Tasks:
[1] Translate this sentence from the text on offshore finance into Spanish: "Today, offshore financial centers continue to serve a practical purpose by giving businesses and people entirely legal pathways to protect and develop their interests."
[2] In the text on offshore finance, which groups are said to have begun using offshore jurisdictions in the 1970s? List them.
[3] Go on with the piece on offshore finance from its last sentence.

Text:
::::::

International financial records recently stolen from two offshore services firms and 19 corporate registries maintained by governments were leaked to journalists and their details subsequently published around the world. But beyond the hype, however, we find no intelligent inferences of legal significance in the reporting. For example, the media draws attention to a United States Cabinet member’s offshore financial transactions but does not allege that his shipping stake was illegal. Nor does it allege his foreign-registered holding company was illegal or that he failed in any disclosure duty.
In fact, this example is exactly the type of highly regulated legal structure that top offshore financial centers such as the British Virgin Islands have provided for businesses and individuals for the past 40 years, and for good reasons.
Legal benefits of offshore finance
Beginning in the 1970s, individuals found a refuge in offshore jurisdictions to protect their money from corrupt and predatory governments in unstable countries. Banks started to use offshore jurisdictions as a legal means to avoid fluctuations in currency rates. Likewise, multinational businesses accessed offshore vehicles as a more efficient way to secure global investors and fund growing global enterprises.
Today, offshore financial centers continue to serve a practical purpose by giving businesses and people entirely legal pathways to protect and develop their interests.
Members of wealthy families living in different parts of the world frequently use offshore trusts to help them manage family assets more efficiently by reducing the complexity of dealing with various national legislation in matters of inheritance, probate, and more. Prominent individuals in particularly dangerous countries successfully use offshore companies to secure their assets and avoid being targeted by kidnappers. Owners of yachts and real estate avoid time-consuming bureaucracy when selling a boat or a villa if it is owned by an offshore company because they can directly sell the entire company.

::::::

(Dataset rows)
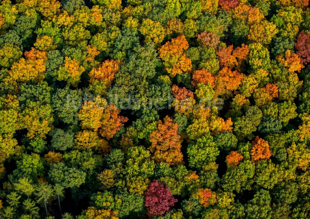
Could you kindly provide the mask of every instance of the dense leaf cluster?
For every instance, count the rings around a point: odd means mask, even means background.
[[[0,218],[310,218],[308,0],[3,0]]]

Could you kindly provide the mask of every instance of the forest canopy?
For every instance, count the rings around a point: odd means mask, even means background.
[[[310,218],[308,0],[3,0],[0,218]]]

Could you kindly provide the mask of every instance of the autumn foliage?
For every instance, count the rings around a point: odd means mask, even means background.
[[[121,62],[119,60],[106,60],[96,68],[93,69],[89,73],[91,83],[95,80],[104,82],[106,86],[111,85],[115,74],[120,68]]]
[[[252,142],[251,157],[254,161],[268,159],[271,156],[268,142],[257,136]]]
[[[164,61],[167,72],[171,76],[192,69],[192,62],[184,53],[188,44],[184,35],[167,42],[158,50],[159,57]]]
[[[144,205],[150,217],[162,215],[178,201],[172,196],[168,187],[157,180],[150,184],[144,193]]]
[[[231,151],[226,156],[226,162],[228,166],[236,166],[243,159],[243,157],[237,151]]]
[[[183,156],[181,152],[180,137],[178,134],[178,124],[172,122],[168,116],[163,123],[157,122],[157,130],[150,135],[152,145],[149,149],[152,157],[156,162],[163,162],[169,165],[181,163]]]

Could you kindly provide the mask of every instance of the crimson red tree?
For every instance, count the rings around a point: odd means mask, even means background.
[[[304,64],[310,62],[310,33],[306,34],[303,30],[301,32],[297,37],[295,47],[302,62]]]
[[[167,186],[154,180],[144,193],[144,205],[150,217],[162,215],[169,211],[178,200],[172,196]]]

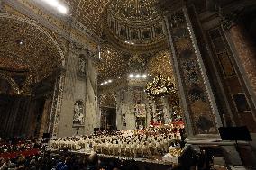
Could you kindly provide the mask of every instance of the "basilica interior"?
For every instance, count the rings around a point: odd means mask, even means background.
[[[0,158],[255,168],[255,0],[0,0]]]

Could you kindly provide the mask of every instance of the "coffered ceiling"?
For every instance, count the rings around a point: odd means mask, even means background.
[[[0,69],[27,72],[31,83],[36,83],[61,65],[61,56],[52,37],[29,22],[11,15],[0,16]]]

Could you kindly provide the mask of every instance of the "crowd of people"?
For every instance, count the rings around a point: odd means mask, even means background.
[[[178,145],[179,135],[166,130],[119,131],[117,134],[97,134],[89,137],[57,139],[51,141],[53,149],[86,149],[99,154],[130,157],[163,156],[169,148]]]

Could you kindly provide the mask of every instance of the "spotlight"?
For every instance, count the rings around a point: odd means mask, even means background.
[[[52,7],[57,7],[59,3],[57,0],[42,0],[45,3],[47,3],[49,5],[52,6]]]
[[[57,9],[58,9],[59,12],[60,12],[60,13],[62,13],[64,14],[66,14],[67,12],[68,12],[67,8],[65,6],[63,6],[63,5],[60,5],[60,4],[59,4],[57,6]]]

::::::

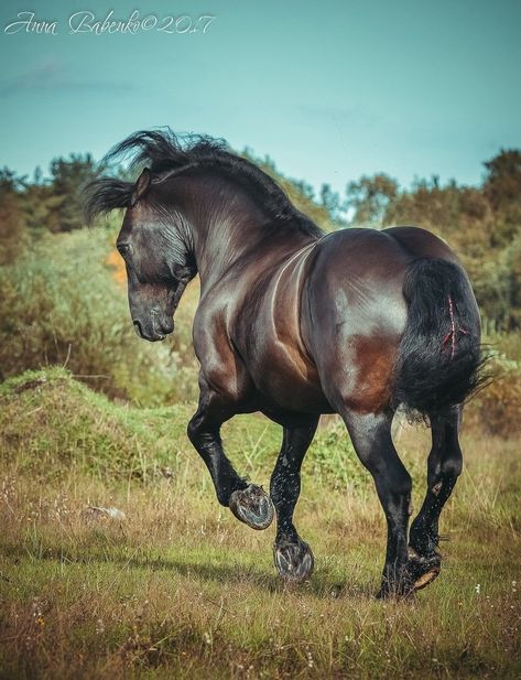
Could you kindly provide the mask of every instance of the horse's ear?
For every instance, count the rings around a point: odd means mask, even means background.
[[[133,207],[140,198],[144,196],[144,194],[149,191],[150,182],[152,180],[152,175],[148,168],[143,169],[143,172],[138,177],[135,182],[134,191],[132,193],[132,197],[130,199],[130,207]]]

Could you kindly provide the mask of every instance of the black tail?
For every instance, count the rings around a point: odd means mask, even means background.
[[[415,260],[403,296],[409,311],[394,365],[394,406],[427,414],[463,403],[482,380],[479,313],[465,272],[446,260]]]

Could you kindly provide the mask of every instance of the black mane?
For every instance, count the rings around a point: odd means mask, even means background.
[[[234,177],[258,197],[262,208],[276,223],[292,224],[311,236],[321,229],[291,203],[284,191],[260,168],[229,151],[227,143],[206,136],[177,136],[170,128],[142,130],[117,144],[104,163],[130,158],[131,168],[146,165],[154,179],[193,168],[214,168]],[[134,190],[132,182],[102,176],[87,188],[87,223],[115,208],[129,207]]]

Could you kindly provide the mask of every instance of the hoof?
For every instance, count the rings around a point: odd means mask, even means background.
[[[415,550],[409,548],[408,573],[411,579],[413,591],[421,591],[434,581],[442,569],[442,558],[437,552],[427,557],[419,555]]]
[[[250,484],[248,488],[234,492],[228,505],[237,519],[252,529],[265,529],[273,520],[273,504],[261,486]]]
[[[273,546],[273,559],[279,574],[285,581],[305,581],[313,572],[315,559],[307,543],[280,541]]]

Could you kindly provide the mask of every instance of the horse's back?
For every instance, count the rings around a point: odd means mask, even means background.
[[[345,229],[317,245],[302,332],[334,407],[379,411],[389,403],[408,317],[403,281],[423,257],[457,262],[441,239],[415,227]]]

::::::

Answers to the exercises:
[1] Hoy en día, los centros financieros extraterritoriales siguen cumpliendo un propósito práctico al ofrecer a las empresas y a las personas vías totalmente legales para proteger y desarrollar sus intereses.

[2]
- Individuals
- Banks
- Multinational businesses

[3]
Moreover, offshore investing provides a wide range of strategies for both businesses and individuals to capitalize on advantages offered outside of an investor’s home country.
Economic benefits of offshore finance
New data studied by Capital Economics and released in a June 2017 report found that the BVI financial services industry supports roughly two million jobs in global investment and trade worldwide and mediates over $1.5 trillion of cross-border investment flows—equivalent to two percent of global GDP.
In addition to jobs, the report also shows that tax generated from BVI companies nets a substantial benefit to governments. The data finds that over $15 billion in tax revenues are produced annually for governments around the world through investment mediated by the BVI and resulting economic activity. The most significant beneficiaries of the tax revenues are the UK ($3.9 billion), the EU excluding UK ($4.2 billion), and China and Hong Kong ($2.1 billion).
With approximately 417,000 active BVI business companies in place, BVI legal structures allow institutions and individuals to safely, efficiently and legally carry out their business and investments across international borders while providing tax revenues to governments.
BVI sets high standards for transparency and regulatory compliance
Unfortunately, there will always be unscrupulous actors and criminals who attempt to misuse offshore entities. This indisputable reality makes inter-governmental initiatives and international agreements critical to the success of companies and individuals transacting in the BVI. For the continued success of the BVI financial services industry as a whole, it is imperative.
Setting the highest standards of transparency and regulatory compliance, the BVI is one of the world’s leading financial centers for international business. Its reputation is grounded in its robust, modern, yet flexible regulatory framework, and active development and enhancement of legislation, which provides an environment conducive to conducting financial services business. The BVI has an independent legal and judicial system based on English Common Law, with a right of final appeal to the Privy Council in London, and is a signatory to all major international agreements relating to cooperation, information exchange, and anti-money laundering regulation.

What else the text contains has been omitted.